Problemas por resolver
A – Según el texto sobre la danza, ¿qué función tenían los capitanes del grupo?
B – Transcribe del texto sobre la danza el pasaje que se abre con las palabras "Como todas las" y se cierra con "de la danza.".
C – Prolonga el texto sobre la danza a partir de su última oración.

Como todas las manifestaciones de la cultura popular mezclada con la religiosidad, la danza tiene, o tenía, su misticismo, su simbolismo y sus propios rituales. Cada grupo de danzantes debía componerse de un monarca, dos capitanes, un viejo de la danza, y siempre en números pares, de ocho a 32 danzantes, todos varones. El monarca era el mantenedor y responsable del grupo y de su indumentaria; los capitanes dirigían la coreografía de la danza y “el viejo” tenía una función principal, muy definida, como era la de mantener el espacio físico necesario para que los danzantes ejecutaran correctamente su baile y auxiliarlos en todas sus necesidades de vestido y accesorios durante el tiempo que danzaban, además de marcar con su propia muerte el final de la danza.

Registros proporcionados
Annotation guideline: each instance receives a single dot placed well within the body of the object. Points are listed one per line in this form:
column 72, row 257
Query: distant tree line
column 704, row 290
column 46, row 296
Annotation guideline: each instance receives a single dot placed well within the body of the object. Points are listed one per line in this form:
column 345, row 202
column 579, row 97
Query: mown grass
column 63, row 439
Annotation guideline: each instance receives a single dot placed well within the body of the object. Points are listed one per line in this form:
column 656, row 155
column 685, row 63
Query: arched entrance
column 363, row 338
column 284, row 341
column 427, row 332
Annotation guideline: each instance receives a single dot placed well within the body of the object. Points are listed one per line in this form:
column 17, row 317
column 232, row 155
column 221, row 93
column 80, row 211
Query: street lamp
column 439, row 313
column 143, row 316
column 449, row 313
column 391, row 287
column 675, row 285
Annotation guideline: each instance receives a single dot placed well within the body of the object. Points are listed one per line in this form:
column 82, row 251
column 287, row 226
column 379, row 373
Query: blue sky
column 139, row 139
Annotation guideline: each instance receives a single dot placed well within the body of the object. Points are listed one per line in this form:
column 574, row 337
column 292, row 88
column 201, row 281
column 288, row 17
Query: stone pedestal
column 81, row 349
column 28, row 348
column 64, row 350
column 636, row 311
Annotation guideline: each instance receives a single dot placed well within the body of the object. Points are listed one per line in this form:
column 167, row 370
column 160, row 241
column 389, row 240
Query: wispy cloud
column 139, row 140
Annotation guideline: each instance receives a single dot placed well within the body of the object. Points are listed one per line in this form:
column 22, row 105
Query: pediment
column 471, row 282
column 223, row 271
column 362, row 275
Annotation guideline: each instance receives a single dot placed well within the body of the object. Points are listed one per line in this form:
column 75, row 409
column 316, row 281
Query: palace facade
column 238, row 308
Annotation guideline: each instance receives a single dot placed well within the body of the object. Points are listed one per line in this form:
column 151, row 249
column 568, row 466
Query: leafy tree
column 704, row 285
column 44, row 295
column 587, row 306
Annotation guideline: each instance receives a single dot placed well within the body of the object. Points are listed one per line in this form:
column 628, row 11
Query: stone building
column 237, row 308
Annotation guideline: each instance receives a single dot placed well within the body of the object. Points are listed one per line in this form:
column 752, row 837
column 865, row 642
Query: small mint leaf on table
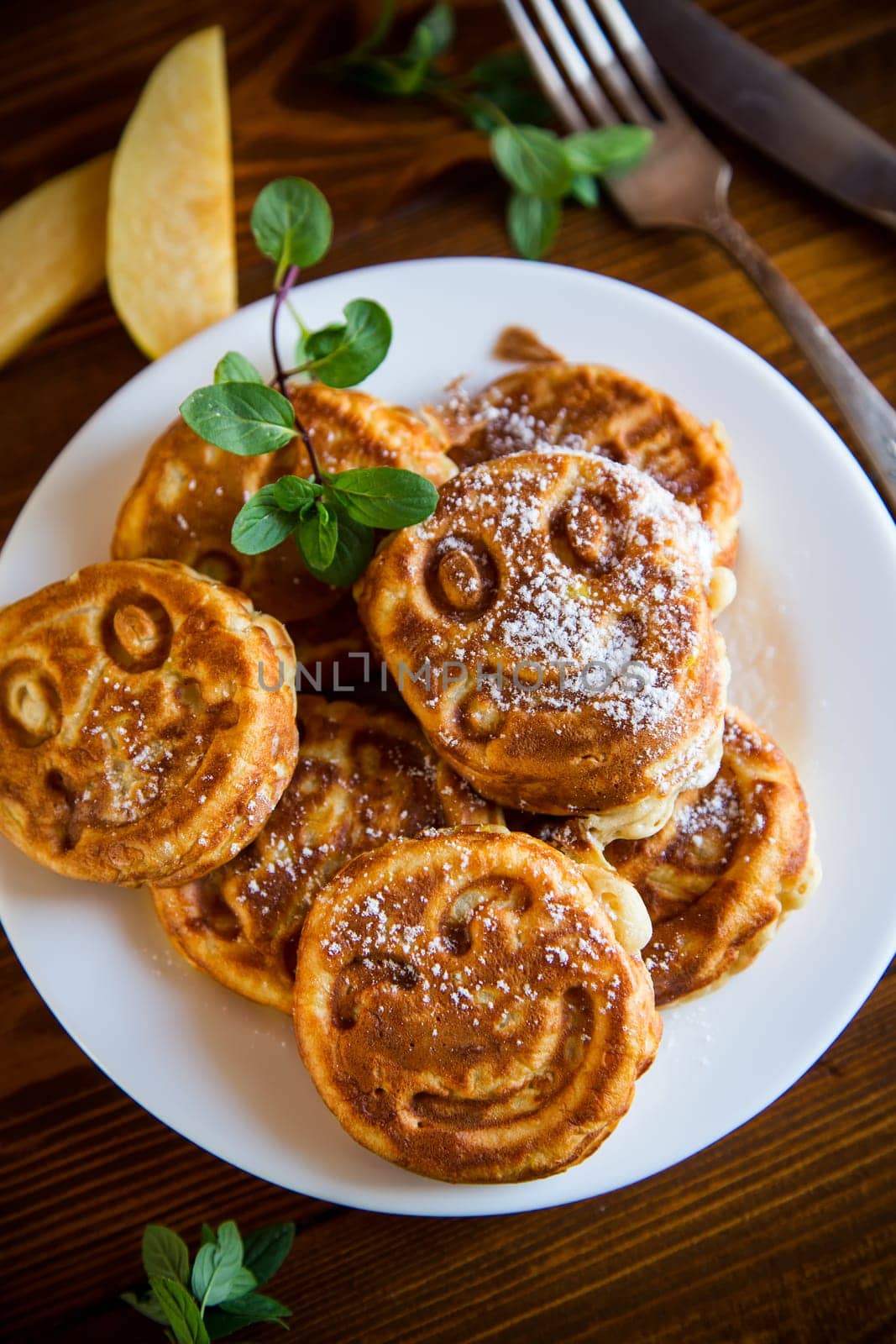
column 244, row 418
column 181, row 1310
column 242, row 1283
column 432, row 35
column 255, row 1307
column 293, row 492
column 532, row 223
column 261, row 524
column 317, row 534
column 532, row 160
column 237, row 369
column 343, row 356
column 164, row 1254
column 147, row 1307
column 584, row 190
column 385, row 496
column 266, row 1249
column 291, row 223
column 217, row 1265
column 606, row 150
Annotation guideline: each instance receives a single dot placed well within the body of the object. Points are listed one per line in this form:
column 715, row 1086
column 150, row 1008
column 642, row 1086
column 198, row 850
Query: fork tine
column 637, row 55
column 579, row 73
column 544, row 69
column 613, row 74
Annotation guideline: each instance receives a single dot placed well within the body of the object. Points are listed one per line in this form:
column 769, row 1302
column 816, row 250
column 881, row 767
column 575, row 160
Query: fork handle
column 866, row 410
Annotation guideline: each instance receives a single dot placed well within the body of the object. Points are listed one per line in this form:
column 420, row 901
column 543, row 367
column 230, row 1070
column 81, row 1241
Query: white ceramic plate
column 813, row 642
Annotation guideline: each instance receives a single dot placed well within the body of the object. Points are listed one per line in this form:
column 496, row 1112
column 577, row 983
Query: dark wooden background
column 781, row 1231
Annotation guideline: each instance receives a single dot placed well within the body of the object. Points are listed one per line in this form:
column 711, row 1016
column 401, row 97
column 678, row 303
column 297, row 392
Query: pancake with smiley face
column 136, row 741
column 732, row 860
column 604, row 412
column 466, row 1011
column 188, row 494
column 551, row 629
column 364, row 776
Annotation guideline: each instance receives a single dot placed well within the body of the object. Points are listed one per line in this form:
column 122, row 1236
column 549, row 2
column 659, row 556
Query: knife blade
column 770, row 107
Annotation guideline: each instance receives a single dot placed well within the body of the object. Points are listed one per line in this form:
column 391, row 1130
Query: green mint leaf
column 385, row 496
column 181, row 1310
column 242, row 1283
column 255, row 1307
column 217, row 1265
column 259, row 526
column 244, row 418
column 434, row 34
column 291, row 223
column 266, row 1249
column 532, row 160
column 532, row 225
column 165, row 1254
column 584, row 190
column 221, row 1323
column 317, row 534
column 354, row 549
column 607, row 150
column 237, row 369
column 343, row 356
column 147, row 1307
column 293, row 492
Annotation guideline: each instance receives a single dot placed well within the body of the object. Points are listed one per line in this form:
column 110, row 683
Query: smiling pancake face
column 188, row 494
column 557, row 605
column 465, row 1010
column 732, row 860
column 602, row 412
column 364, row 776
column 136, row 741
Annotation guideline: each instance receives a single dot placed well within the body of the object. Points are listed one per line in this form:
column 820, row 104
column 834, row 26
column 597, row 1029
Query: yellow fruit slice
column 53, row 252
column 172, row 252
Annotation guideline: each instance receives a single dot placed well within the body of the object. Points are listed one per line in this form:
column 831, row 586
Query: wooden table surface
column 781, row 1231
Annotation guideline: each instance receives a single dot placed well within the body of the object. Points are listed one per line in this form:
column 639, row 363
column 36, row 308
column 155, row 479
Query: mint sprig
column 500, row 100
column 219, row 1294
column 331, row 519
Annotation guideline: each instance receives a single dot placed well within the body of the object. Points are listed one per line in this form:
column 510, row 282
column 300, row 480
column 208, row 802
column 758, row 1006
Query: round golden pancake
column 550, row 628
column 732, row 860
column 465, row 1010
column 137, row 743
column 600, row 410
column 364, row 776
column 188, row 494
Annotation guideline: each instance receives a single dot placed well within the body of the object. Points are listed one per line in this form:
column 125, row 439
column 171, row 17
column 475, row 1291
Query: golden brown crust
column 584, row 585
column 364, row 776
column 465, row 1010
column 188, row 494
column 600, row 410
column 735, row 858
column 136, row 739
column 332, row 652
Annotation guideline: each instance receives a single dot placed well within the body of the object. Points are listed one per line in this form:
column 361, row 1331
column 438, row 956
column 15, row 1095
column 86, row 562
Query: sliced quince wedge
column 172, row 253
column 53, row 252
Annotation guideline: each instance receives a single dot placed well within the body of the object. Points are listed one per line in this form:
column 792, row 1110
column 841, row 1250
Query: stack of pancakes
column 473, row 886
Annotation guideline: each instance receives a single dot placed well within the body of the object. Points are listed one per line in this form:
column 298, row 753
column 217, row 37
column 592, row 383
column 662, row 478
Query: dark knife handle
column 868, row 414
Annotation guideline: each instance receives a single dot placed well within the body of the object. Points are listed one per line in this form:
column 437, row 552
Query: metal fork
column 605, row 76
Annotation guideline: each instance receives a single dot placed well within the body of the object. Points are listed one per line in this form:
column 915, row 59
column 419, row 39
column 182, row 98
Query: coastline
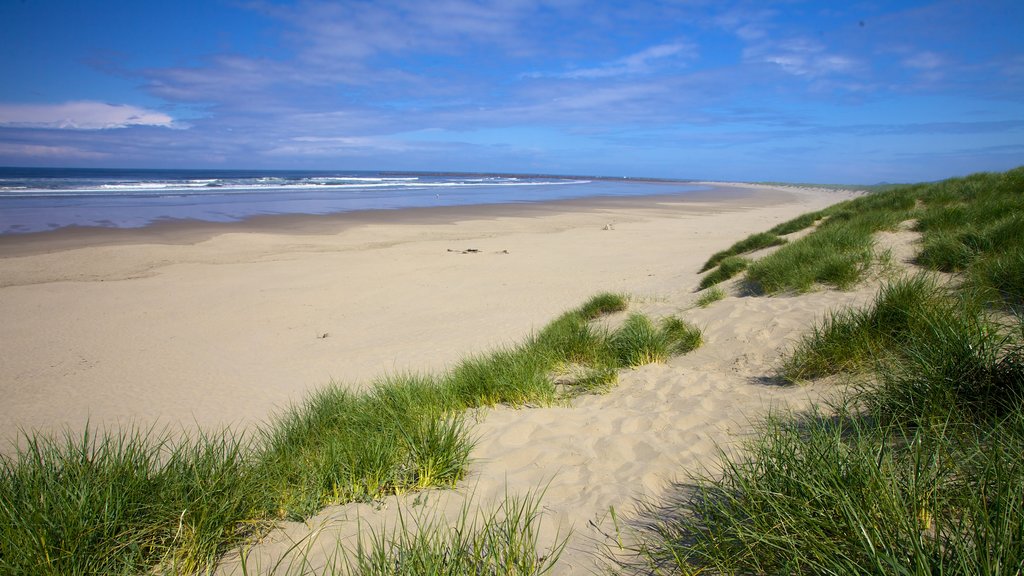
column 196, row 327
column 203, row 330
column 193, row 231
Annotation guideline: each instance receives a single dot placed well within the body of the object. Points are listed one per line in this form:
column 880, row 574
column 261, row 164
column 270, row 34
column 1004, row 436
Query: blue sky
column 797, row 91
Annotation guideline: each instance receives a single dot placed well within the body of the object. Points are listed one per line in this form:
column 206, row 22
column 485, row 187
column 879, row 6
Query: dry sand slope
column 227, row 328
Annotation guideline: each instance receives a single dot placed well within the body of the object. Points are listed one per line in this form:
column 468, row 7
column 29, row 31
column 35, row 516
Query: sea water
column 35, row 200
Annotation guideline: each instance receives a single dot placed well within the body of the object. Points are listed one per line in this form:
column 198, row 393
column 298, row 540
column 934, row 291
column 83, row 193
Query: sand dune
column 223, row 329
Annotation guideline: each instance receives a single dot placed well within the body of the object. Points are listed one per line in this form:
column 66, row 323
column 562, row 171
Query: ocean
column 34, row 200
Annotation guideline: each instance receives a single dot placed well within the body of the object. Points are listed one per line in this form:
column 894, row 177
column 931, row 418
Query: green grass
column 710, row 296
column 919, row 470
column 128, row 501
column 639, row 341
column 505, row 541
column 852, row 339
column 749, row 244
column 836, row 255
column 726, row 269
column 842, row 495
column 138, row 501
column 796, row 224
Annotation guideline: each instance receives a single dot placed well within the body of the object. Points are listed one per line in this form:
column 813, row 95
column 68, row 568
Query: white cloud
column 83, row 115
column 800, row 56
column 639, row 63
column 26, row 151
column 924, row 60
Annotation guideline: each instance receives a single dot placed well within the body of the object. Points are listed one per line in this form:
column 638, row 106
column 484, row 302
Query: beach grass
column 726, row 269
column 710, row 296
column 916, row 469
column 503, row 541
column 126, row 501
column 132, row 501
column 749, row 244
column 840, row 494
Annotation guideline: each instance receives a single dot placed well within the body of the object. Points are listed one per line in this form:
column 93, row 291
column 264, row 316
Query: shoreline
column 194, row 231
column 222, row 327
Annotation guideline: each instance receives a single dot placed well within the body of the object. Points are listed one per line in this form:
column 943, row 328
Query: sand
column 196, row 325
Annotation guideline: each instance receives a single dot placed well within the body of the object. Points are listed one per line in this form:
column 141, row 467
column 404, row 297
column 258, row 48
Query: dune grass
column 121, row 502
column 504, row 541
column 842, row 495
column 749, row 244
column 919, row 469
column 727, row 269
column 710, row 296
column 919, row 474
column 136, row 501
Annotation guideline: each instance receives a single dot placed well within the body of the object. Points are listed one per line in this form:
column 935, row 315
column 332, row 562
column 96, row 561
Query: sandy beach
column 212, row 326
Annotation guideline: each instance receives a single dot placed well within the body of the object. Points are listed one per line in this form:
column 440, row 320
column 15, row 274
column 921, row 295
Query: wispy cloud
column 802, row 56
column 654, row 58
column 81, row 116
column 30, row 152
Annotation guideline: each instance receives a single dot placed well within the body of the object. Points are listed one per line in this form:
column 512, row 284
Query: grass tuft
column 710, row 296
column 506, row 541
column 749, row 244
column 726, row 269
column 137, row 502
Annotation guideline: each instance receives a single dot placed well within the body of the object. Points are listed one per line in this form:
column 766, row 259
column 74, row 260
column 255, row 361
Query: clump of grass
column 841, row 495
column 134, row 502
column 638, row 341
column 1001, row 276
column 838, row 254
column 341, row 447
column 956, row 364
column 726, row 269
column 505, row 541
column 124, row 502
column 796, row 224
column 749, row 244
column 710, row 296
column 851, row 339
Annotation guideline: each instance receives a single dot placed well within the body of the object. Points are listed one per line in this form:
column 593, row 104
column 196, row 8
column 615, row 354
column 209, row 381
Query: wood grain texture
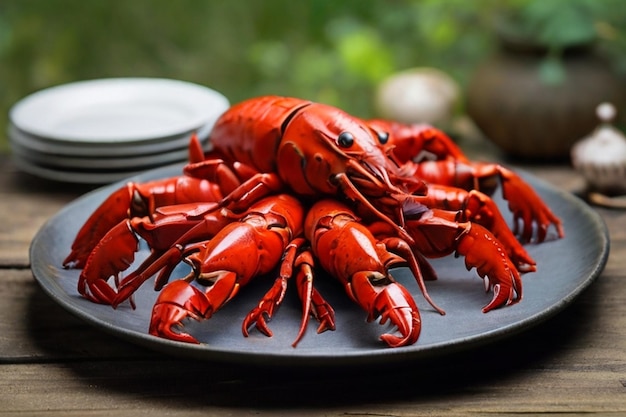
column 52, row 363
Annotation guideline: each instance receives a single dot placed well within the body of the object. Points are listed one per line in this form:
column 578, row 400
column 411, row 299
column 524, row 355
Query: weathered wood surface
column 52, row 363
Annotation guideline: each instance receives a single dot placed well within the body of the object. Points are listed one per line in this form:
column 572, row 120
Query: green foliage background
column 326, row 50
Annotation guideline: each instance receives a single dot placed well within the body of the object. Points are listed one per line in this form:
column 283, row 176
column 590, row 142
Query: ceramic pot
column 531, row 119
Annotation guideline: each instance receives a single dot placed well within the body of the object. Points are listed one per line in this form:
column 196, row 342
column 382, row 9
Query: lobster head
column 324, row 148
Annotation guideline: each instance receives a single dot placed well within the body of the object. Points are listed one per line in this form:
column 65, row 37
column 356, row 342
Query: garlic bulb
column 418, row 95
column 601, row 157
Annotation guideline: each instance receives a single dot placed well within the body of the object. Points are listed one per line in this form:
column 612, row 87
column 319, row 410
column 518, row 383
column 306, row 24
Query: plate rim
column 346, row 358
column 205, row 99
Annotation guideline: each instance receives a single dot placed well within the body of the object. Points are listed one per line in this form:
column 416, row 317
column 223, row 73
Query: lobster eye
column 345, row 139
column 383, row 137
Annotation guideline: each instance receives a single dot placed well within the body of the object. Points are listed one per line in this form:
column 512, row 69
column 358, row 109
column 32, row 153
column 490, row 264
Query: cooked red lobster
column 395, row 194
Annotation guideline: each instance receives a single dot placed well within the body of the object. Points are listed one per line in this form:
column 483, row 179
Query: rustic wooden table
column 52, row 363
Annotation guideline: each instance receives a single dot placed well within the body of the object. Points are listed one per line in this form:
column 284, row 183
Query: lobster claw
column 176, row 302
column 112, row 255
column 179, row 300
column 382, row 297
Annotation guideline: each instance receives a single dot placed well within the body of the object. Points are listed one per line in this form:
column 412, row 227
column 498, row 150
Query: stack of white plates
column 102, row 131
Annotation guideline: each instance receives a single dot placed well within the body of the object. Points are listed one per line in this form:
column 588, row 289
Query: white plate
column 71, row 176
column 118, row 110
column 94, row 163
column 36, row 144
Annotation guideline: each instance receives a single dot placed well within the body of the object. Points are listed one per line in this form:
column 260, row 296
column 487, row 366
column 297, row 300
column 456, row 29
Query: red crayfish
column 291, row 185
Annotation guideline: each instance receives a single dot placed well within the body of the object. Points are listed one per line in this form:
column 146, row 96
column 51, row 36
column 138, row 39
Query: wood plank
column 26, row 203
column 35, row 329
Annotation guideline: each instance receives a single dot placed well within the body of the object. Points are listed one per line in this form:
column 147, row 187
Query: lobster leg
column 348, row 251
column 116, row 250
column 219, row 266
column 531, row 216
column 479, row 208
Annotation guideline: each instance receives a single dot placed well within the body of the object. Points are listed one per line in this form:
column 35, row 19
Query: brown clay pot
column 529, row 119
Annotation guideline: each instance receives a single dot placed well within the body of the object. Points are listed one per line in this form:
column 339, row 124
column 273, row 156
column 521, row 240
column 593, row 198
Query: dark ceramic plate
column 565, row 268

Respuestas dadas
A – Dirigían la coreografía de la danza.

B –
Como todas las manifestaciones de la cultura popular mezclada con la religiosidad, la danza tiene, o tenía, su misticismo, su simbolismo y sus propios rituales. Cada grupo de danzantes debía componerse de un monarca, dos capitanes, un viejo de la danza, y siempre en números pares, de ocho a 32 danzantes, todos varones. El monarca era el mantenedor y responsable del grupo y de su indumentaria; los capitanes dirigían la coreografía de la danza y “el viejo” tenía una función principal, muy definida, como era la de mantener el espacio físico necesario para que los danzantes ejecutaran correctamente su baile y auxiliarlos en todas sus necesidades de vestido y accesorios durante el tiempo que danzaban, además de marcar con su propia muerte el final de la danza.

C –
Hasta hace unos años, acompañaban a la danza dos instrumentos, el tambor y el violín, y podían ejecutar más de 80 sones diferentes, entre ellos: “La flor”, “La víbora”, “La piña”, “El indio” y “El zoquetal”. Los danzantes de ahora sólo se hacen acompañar por un tambor, no hay monarcas ni capitanes y su vestuario ya no es el mismo.
En Saltillo, la “Danza Tlaxcalteca del Ojo de Agua” ha guardado su tradición por varias generaciones gracias a don Pancho “La Gallina” Gámez, de quien hablaremos en las próxima colaboración; a su predecesor, quien le entregó el grupo de la danza; y a su familia, que ha continuado luchando por su supervivencia. El tiempo, que todo lo muda, no ha podido dispersar a los danzantes.